> Texte à lire
___

L’HISTOIRE DU TRAVAIL DU SOL
Janvier 2014
Bernard Gaillard et Joseph Marchadier
Les premiers agriculteurs ont sans doute commencé leur activité dans des régions présentant spontanément des conditions favorables.
C’est le cas de la vallée du Nil où les conditions particulières permettaient une agriculture sans travail du sol. En effet, les crues débarrassent le sol de sa végétation spontanée et le gorgent d’eau. Dés que l’eau se retire, il suffit de semer et l’eau résiduelle associée au soleil font le reste.
Ces conditions étant relativement rares, l’homme a vite compris que le travail du sol est un élément essentiel pour favoriser la culture au milieu de la végétation spontanée. Là où la nature ne fait pas tout le travail, il a du recourir à des techniques plus compliquées.
Cet article n’a pas l’ambition de retracer l’histoire complète du travail du sol mais de montrer, à l’aide de quelques épisodes, comment l’agriculteur a su adapter ses pratiques en fonction des évolutions sociales et des connaissances techniques de son époque.
Quel est le but du travail du sol ?
Un sol fertile n’est jamais nu longtemps, il est couvert de ce qu’il est convenu d’appeler la végétation spontanée. Implanter une culture choisie par l’homme consiste donc à lui donner un avantage par rapport aux plantes présentes à l’état sauvage.
Il s’agit donc d’abord de détruire la végétation spontanée.
Ensuite, il faut créer un « lit de semence » offrant les conditions favorables à la germination des graines à semer. Placées à une profondeur de 3 à 5 cm dans une terre d’autant plus fine que les graines sont petites, elles seront à l’abri des prédateurs et dans des conditions d’humidité et de température favorables à la germination.
Enfin un sol ameubli améliore la circulation de l’air et de l’eau favorable au bon développement ultérieur des plantes
La houe et l’iler, les ancêtres des outils aratoires.
Les premiers outils de travail du sol connus sont la houe et l’iler.
La houe, qui existe depuis l’époque du Néolithique, est constituée d’un soc en acier et d’un manche en bois relativement court (1m à 1,20). Cet outil est tiré.
L’iler est un outil polyvalent de travail du sol et de désherbage, utilisé en Afrique sahélienne ; elle est constituée d’une lame arrondie à l’avant, munie de deux ailes latérales et d’un long manche de bois. Elle travaille le sol plus superficiellement que la houe et nécessite moins de force de traction. Elle est tirée et poussée. Elle fonctionne comme une ratissoire ou râteau.
Le choix de ces outils dépend beaucoup des contextes de sols et de la sociologie des utilisateurs, comme l’a montré D. GUILBAUD de l’Institut de Recherche pour le Développement, dans l’histoire du travail du sol au Sahel.
La houe fait un meilleur travail agronomique, mais nécessite une position courbée pénible pour l’utilisateur. L’iler fait un travail plus léger et moins fatiguant ; elle était prisée des couches sociales dominantes, contrairement à la houe, outil de travail des pauvres.

___

> Consignes
1. Dans le texte sur l'histoire du travail du sol, relevez les buts du travail du sol qui y sont énumérés.
2. Reproduisez le passage du texte sur l'histoire du travail du sol qui va de « Cet article n’a » jusqu'à « de son époque. ».
Appuyez-vous uniquement sur le texte pour répondre.

> Données
___

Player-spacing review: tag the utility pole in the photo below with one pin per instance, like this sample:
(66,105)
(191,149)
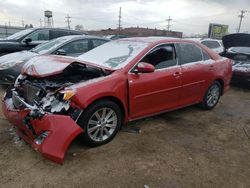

___

> Corrigé
1.
- Détruire la végétation spontanée.
- Créer un « lit de semence » offrant les conditions favorables à la germination des graines à semer.
- Ameublir le sol pour améliorer la circulation de l'air et de l'eau, favorable au bon développement ultérieur des plantes.

2.
Cet article n’a pas l’ambition de retracer l’histoire complète du travail du sol mais de montrer, à l’aide de quelques épisodes, comment l’agriculteur a su adapter ses pratiques en fonction des évolutions sociales et des connaissances techniques de son époque.